ENTRIES SHOWN
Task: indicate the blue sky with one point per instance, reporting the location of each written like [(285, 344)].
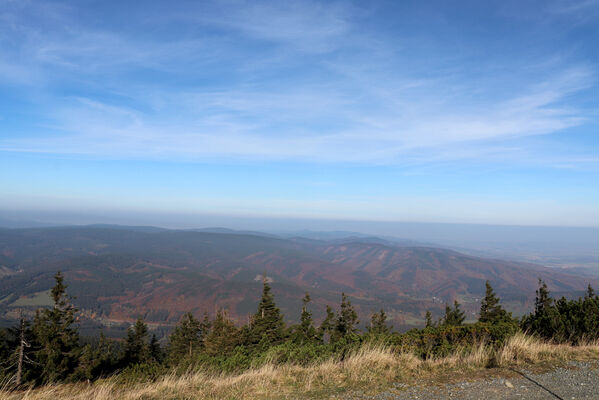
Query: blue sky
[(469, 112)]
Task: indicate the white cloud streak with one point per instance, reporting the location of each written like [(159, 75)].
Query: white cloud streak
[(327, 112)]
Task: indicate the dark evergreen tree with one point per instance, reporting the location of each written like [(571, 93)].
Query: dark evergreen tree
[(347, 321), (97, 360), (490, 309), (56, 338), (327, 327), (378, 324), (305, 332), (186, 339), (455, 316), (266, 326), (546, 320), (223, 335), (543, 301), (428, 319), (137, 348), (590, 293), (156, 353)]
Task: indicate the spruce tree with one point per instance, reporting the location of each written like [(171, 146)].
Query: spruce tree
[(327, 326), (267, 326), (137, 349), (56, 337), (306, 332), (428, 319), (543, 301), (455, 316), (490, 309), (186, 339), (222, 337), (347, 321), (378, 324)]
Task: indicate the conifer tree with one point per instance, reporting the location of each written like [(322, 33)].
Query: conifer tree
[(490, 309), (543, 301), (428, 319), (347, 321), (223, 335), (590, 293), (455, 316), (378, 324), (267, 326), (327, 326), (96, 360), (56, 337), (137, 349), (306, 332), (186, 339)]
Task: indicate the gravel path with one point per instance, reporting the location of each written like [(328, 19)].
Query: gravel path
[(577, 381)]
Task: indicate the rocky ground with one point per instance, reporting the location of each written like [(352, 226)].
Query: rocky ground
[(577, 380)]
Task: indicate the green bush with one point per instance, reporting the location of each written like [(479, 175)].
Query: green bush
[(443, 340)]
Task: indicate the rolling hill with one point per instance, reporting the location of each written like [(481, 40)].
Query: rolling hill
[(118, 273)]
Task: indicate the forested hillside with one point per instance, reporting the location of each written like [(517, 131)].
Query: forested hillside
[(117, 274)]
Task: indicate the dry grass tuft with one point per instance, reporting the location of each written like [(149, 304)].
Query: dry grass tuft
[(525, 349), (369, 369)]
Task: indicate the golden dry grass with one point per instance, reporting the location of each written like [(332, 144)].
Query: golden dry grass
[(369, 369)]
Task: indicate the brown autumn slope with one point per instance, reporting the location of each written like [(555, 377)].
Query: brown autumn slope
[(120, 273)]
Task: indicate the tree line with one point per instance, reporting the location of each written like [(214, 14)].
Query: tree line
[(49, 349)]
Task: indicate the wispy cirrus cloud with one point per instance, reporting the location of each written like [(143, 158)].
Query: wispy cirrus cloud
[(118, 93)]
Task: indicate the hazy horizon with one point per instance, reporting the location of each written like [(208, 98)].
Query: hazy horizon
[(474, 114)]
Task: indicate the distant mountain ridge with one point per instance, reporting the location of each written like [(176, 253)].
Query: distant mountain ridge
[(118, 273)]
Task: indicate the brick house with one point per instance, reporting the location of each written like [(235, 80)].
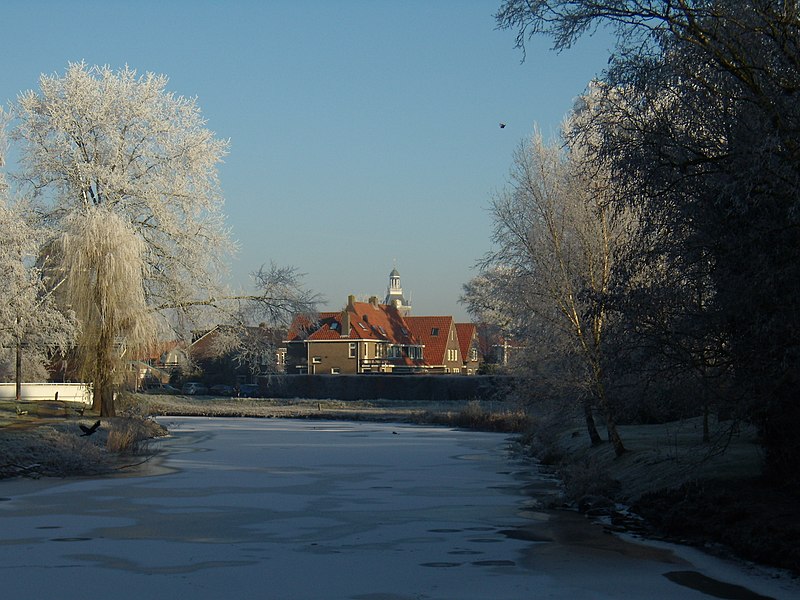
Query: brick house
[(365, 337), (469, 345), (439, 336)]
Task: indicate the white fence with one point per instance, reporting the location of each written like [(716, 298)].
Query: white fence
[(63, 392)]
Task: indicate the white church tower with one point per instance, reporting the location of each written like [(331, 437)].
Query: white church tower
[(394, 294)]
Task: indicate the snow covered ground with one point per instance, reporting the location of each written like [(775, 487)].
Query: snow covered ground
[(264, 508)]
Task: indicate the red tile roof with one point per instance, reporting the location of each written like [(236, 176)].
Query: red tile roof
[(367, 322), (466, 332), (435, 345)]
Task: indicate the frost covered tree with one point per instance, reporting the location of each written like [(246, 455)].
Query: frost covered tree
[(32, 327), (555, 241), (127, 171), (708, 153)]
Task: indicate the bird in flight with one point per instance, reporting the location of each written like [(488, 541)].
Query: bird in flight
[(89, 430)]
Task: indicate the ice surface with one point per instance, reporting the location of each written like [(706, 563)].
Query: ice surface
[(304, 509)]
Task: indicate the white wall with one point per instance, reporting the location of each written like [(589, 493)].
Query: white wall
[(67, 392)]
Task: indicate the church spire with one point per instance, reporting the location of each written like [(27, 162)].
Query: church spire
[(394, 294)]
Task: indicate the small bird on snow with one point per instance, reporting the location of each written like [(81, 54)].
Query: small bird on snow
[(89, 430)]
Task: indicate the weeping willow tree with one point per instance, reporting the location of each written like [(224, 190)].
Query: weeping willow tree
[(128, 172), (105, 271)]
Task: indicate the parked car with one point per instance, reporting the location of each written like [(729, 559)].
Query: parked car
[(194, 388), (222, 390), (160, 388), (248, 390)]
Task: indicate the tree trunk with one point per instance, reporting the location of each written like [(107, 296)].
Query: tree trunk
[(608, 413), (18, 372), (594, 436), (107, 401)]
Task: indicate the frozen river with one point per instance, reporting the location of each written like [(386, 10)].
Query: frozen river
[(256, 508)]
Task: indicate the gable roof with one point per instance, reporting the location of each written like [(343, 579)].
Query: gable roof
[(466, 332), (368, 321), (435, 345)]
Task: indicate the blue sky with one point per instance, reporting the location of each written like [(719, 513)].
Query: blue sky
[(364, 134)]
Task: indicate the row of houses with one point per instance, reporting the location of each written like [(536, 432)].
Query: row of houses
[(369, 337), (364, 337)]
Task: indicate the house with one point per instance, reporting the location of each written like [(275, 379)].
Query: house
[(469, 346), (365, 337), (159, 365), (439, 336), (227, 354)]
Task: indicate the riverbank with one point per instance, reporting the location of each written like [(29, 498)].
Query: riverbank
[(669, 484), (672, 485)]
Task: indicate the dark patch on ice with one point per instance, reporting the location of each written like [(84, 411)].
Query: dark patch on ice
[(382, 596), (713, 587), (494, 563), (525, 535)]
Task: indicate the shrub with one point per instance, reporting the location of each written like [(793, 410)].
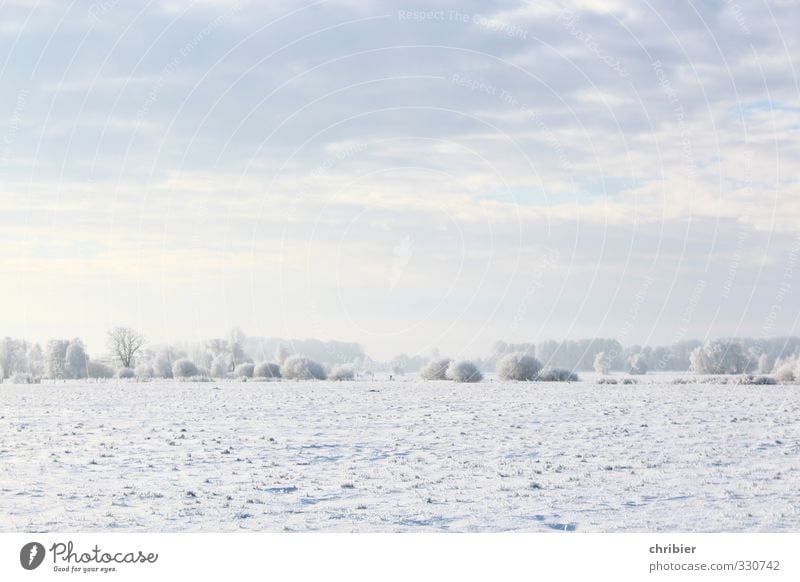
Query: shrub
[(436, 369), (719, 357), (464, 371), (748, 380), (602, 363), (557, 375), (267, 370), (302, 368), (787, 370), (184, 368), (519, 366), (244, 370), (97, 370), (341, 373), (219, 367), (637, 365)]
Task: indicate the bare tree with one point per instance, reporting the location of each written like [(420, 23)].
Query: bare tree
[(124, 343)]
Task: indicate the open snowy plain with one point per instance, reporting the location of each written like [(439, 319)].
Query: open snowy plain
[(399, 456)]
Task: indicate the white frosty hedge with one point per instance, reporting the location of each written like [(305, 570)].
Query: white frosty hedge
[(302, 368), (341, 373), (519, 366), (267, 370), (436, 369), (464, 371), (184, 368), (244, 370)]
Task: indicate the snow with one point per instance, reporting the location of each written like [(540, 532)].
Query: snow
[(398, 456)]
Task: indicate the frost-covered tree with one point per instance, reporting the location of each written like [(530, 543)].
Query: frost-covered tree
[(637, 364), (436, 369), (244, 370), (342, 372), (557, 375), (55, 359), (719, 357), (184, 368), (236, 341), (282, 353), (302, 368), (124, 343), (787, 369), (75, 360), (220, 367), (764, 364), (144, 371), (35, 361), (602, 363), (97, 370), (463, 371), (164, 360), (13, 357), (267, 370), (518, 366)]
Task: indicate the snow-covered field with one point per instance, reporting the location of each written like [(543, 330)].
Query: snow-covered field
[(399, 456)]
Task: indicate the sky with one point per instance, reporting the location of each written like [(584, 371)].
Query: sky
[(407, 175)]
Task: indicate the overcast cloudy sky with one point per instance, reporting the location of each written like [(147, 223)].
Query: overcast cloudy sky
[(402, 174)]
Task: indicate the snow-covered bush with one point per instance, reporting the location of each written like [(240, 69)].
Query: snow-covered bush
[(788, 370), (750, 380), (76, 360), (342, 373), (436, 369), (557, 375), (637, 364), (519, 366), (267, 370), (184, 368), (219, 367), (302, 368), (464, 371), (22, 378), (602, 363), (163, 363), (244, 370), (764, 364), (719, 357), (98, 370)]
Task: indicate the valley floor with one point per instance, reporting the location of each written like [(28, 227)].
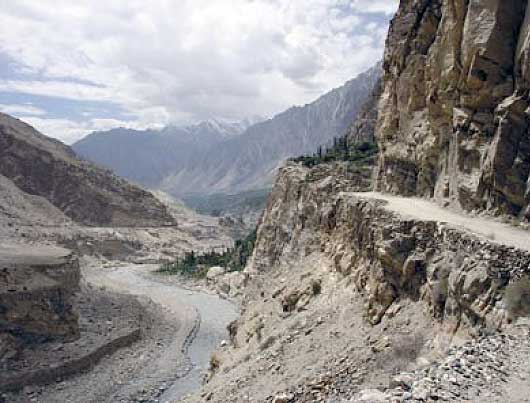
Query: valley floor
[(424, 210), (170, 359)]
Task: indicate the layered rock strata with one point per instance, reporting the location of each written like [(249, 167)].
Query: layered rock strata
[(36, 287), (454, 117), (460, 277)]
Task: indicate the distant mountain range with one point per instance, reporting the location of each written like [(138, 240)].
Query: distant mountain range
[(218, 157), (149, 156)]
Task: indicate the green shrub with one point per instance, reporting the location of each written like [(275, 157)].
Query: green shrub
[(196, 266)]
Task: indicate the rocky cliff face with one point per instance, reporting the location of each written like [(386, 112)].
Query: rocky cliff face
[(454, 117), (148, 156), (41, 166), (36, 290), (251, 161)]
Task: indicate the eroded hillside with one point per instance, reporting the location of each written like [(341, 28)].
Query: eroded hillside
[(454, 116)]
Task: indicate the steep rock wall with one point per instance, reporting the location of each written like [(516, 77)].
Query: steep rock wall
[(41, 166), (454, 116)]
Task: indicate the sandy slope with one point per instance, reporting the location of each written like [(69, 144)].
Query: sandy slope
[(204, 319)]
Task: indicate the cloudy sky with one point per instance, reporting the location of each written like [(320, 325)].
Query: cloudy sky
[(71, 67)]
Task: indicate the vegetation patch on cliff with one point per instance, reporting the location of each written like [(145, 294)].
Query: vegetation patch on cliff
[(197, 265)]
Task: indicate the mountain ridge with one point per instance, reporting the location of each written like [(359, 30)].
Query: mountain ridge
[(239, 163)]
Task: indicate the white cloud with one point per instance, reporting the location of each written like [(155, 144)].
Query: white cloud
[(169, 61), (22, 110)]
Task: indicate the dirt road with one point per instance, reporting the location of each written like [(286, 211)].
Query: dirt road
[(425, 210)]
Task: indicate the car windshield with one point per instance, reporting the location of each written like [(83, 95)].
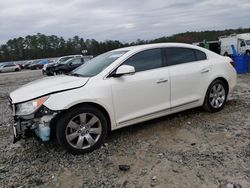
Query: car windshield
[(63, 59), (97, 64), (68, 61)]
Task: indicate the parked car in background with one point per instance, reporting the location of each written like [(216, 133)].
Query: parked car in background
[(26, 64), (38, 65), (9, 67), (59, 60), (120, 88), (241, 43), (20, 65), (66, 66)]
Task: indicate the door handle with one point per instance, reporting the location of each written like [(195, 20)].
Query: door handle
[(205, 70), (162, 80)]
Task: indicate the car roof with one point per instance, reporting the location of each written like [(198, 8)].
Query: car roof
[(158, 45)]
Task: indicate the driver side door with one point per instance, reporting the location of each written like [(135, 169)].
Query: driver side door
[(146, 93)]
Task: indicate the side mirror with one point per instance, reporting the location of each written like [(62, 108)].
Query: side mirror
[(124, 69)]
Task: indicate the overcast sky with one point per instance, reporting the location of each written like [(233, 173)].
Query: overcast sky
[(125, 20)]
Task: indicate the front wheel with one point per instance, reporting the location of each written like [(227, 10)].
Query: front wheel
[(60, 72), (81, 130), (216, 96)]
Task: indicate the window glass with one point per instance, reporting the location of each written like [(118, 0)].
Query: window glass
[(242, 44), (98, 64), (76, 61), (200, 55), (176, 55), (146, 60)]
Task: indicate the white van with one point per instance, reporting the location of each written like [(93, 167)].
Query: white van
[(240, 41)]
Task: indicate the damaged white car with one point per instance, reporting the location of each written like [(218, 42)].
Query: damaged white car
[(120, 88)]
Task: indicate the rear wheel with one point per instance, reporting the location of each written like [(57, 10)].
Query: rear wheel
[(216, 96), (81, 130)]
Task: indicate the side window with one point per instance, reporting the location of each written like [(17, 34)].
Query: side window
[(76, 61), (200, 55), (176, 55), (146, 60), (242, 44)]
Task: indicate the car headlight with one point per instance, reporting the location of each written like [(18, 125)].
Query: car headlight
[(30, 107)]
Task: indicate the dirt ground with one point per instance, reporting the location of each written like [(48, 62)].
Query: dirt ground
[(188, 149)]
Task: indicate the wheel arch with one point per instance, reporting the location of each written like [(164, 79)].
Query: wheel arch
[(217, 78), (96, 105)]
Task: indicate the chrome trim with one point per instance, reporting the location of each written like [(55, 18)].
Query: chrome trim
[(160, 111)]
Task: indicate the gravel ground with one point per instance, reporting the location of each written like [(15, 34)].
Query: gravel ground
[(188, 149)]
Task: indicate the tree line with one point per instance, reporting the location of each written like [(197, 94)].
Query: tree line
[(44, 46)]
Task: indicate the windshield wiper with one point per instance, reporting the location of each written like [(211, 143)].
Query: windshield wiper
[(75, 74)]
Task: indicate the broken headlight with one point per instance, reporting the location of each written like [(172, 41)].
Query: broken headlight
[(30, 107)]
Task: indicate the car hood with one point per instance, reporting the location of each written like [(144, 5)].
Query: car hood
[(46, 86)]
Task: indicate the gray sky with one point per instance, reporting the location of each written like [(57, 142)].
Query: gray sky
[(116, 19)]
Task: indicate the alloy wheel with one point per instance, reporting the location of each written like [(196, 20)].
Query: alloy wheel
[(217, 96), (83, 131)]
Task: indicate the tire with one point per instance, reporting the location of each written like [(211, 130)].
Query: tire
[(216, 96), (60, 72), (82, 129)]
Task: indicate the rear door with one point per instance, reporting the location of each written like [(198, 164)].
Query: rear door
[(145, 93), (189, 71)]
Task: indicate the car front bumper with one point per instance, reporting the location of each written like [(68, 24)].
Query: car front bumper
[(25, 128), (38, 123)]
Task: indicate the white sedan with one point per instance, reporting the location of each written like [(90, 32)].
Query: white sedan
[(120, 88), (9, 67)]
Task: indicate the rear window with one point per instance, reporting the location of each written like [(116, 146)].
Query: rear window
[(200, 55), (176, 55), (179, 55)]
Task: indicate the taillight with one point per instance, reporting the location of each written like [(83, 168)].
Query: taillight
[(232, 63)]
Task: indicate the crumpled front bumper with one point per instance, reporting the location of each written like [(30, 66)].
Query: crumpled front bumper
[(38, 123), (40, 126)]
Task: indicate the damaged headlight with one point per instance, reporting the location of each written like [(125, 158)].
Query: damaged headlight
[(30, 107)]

PROBLEM TO SOLVE
As listed above, the lines from the line with "Query: tree trunk" to the line with "like [(719, 513)]." are to be echoed exactly, with both ends included and nothing added.

SOLUTION TO THIS EXERCISE
Query: tree trunk
[(608, 413), (18, 372), (594, 436), (107, 401)]
Task: indicate the frozen river with one point per instance, reporting the location of each written like [(386, 10)].
Query: frozen river
[(256, 508)]
Task: indicate the gable roof with one point per instance, reporting the location of each written like [(343, 579)].
Query: gable roof
[(466, 332), (368, 321), (435, 345)]
Task: indicate the blue sky with one point per instance, reporting the location of each written like [(719, 513)].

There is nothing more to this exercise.